**Problem requirements:** Repeat each of the data records below word for word, changing nothing.

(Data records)
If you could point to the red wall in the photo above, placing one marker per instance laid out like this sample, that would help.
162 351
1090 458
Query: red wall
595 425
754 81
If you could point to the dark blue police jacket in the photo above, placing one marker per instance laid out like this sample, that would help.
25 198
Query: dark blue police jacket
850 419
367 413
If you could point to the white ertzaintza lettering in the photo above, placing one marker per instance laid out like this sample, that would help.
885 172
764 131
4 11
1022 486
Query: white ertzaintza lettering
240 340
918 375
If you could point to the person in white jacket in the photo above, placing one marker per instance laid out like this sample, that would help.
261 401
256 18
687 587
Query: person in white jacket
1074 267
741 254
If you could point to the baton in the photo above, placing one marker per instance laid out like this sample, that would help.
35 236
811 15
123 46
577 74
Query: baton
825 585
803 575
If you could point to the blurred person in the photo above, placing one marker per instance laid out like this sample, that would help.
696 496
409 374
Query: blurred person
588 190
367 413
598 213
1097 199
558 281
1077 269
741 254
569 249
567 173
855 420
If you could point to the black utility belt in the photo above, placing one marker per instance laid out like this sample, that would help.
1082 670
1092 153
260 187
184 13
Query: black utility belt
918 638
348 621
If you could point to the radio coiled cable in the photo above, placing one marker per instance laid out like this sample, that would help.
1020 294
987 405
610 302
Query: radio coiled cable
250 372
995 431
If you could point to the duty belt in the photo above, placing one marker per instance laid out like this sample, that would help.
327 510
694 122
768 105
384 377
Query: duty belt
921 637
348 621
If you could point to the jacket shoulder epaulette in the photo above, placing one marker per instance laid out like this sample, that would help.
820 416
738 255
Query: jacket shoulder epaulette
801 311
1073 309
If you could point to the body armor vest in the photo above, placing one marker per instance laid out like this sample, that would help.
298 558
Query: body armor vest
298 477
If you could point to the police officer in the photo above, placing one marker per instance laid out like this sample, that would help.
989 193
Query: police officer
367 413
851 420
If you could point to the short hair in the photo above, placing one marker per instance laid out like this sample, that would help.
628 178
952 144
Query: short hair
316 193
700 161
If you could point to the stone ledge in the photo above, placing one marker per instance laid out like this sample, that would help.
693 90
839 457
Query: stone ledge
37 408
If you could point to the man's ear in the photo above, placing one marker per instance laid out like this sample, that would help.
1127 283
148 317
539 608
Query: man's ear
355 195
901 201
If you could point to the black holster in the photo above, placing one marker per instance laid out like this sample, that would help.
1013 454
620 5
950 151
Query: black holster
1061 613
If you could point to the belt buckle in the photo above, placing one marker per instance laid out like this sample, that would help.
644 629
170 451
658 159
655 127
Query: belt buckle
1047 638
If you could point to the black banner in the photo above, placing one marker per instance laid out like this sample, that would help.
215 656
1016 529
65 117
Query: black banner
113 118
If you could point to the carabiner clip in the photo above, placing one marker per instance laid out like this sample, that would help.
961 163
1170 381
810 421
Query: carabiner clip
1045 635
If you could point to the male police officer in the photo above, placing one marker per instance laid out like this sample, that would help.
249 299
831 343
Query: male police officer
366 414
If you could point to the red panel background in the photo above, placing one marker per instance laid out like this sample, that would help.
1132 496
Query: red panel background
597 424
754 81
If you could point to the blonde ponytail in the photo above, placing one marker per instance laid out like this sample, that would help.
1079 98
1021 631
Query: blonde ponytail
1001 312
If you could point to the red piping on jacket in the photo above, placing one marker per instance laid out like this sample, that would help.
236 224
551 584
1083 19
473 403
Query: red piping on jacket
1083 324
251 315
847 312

**Solution:**
If you could point to the red wall in the photo above, placing one marker per instance laid out like this sample, that would help.
162 351
1090 458
Query: red wall
595 425
754 81
If you could point to the dark blue police jacket in the photo above, placing one marker per instance laid out like this sample, that would help.
25 198
Query: dark blue police jacket
850 419
367 413
If you could point to the white ertzaintza lettering in the photo above, placing one marker per instance laid out like this sample, that would help.
885 172
764 131
4 11
1022 486
Query: white ertzaintza lettering
240 340
918 375
If you could point to the person in white jacket in the photo above, placing one marker per instance laid out like this sample, that would help.
261 401
256 18
687 587
Query: person in white jacket
1074 267
741 254
If you could point to the baton in the photo above, placing one marker per instance laid out like this sample, that would help.
35 236
811 15
123 46
577 74
Query: baton
825 585
803 575
If you could point to the blurred person in the photo above, placing one marker per instance laid out like this sample, that would help.
696 496
409 374
Query: blurred person
588 190
367 413
598 213
1097 199
558 281
1077 269
741 254
569 249
567 173
855 420
If you could point to the black utility belt in the photo above, placing one marker per instance laid out like this sample, that would help.
1082 670
1092 153
260 187
184 13
Query: black utility belt
918 638
348 621
If you could point to the radio coiled cable in the photo above, placing one marker per instance laid out like this sample, that would help.
1020 294
987 405
610 302
Query: radio coiled cable
250 372
995 431
If you could point to the duty belt in the photo above, placing one marker per instance laid out like this sample, that would help.
327 510
694 122
768 105
384 377
Query: duty belt
921 637
348 621
If you could point to the jacket shoulder epaulette in the photo above, placing one marker per instance laid out like this sample, that would help.
820 416
738 255
Query: jacket shoulder epaulette
801 311
1073 309
If you could point to the body armor vest in the photo above, placing one marker per instance laid out like this sample, that would help.
298 558
Query: body armor vest
298 477
If you could point to the police officer in the photo above, placing one marker per instance laid out like this sample, that would help.
989 193
Query: police officer
367 413
851 420
If you could point to the short hair in the photo above, placing one marker per instance laid out like this sample, that would help.
628 178
952 144
Query: short hair
316 193
700 161
If you could point to the stone ledge in the photo above, placing one marker per instance laid out like this sample, that would help.
693 90
839 457
Query: stone ledge
37 408
If you could point to the man's ear in the photo above, placing one marker per instance laid out like this sample, that would help.
1127 283
148 317
539 608
Query: man's ear
355 195
901 201
If you could point to the black holster in the photo above, placing one marker per instance laid out like this sample, that would help.
1013 454
620 5
950 151
Query: black holster
1061 613
If you could point to the belt buckle in the photo above, placing one marker per instance laid out like this sample, that would help.
644 629
170 451
658 159
655 127
Query: belt buckle
1047 638
If you could point to the black banner in the photo above, placing one marker per instance laid out like this sample, that would help.
215 656
1016 529
65 117
Query: black banner
113 118
If you could point to the carabiner clip in the photo above, placing one marker per instance laid out like this sample, that would help.
961 163
1170 381
810 421
Query: carabiner clip
1045 635
If you could point to the male police officer in the photo above, placing one marker per instance laid out like this sample, that would help.
249 299
831 343
Query: male police officer
366 414
If you could point to the red panel background in the photo above, placing one marker per instance laid out like this sample, that would help.
1132 496
Query: red panel background
597 424
754 81
If you could point to the blonde ponytail in the photo above, placing one marker per instance laid out like this sample, that would help.
1079 98
1021 631
Query: blonde ponytail
1001 312
If you could point to the red piping on jacket in the photo above, placing one marker per instance laid out like this sample, that would help.
236 224
551 584
1083 19
473 403
Query: red piping on jacket
1083 324
251 315
847 312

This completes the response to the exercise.